◆ What you should do ◆
Transcribe the tuberculosis screening text word for word, everything from "Tuberculosis (TB) is" down to "all with TB.".

◆ Extract to read ◆
# # # # #
Tuberculosis (TB) is the leading cause of death from a single infectious agent even if is largely curable and preventable. In 2019 an estimated 2.9 million of the 10 million people who fell ill with TB were not diagnosed or reported to the World Health Organization1. The Political Declaration adopted by the United Nations General Assembly in September 2018 commits, amongst others, to diagnosing and treating 40 million people with TB. In order to achieve these ambitious targets, there is an urgent need to deploy strategies to improve diagnosis and initiation of care for people with TB. One of them is systematic screening for TB disease, which is included in the End TB Strategy as a central component of its first pillar to ensure early diagnosis for all with TB.
To facilitate the implementation of TB screening at the country level, the World Health Organization (WHO) published guidelines on screening for TB in 20132. Since then, there have been important new studies evaluating the impact of screening interventions on both individual-level and community-level outcomes related to TB, as well as new research evaluating innovative tools for screening for TB among important populations at high risk for TB disease, including the use of computer-aided detection of TB on digital radiographs, C-reactive protein and WHO-approved rapid molecular diagnostic tests for TB.
# # # # #
◆ Dataset entries ◆

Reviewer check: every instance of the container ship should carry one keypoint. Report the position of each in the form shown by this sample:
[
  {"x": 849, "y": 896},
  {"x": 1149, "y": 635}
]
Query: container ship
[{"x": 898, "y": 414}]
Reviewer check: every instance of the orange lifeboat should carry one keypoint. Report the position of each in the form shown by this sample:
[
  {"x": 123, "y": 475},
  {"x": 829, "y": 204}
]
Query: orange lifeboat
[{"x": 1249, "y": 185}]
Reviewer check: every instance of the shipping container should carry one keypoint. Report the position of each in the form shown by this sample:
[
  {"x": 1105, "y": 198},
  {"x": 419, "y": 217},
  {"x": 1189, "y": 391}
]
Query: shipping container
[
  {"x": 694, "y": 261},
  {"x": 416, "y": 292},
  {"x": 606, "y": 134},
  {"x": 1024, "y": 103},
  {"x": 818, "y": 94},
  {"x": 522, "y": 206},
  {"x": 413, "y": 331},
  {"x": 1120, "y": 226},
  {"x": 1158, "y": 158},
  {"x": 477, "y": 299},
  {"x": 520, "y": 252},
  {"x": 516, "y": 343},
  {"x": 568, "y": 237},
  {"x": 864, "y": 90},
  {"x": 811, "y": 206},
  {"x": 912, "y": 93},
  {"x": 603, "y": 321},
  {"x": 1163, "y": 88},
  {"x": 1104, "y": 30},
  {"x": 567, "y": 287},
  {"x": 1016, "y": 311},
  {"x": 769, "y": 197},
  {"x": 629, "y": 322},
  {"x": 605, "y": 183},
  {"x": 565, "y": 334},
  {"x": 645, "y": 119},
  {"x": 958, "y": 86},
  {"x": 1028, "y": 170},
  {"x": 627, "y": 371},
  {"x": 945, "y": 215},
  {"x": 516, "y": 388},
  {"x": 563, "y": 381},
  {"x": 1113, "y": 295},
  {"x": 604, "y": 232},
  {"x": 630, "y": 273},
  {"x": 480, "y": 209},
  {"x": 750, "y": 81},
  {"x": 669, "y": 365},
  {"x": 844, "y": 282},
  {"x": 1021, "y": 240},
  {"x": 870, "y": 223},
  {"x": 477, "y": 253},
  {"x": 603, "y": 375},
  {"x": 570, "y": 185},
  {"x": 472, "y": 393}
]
# # # # #
◆ Exercise output ◆
Tuberculosis (TB) is the leading cause of death from a single infectious agent even if is largely curable and preventable. In 2019 an estimated 2.9 million of the 10 million people who fell ill with TB were not diagnosed or reported to the World Health Organization1. The Political Declaration adopted by the United Nations General Assembly in September 2018 commits, amongst others, to diagnosing and treating 40 million people with TB. In order to achieve these ambitious targets, there is an urgent need to deploy strategies to improve diagnosis and initiation of care for people with TB. One of them is systematic screening for TB disease, which is included in the End TB Strategy as a central component of its first pillar to ensure early diagnosis for all with TB.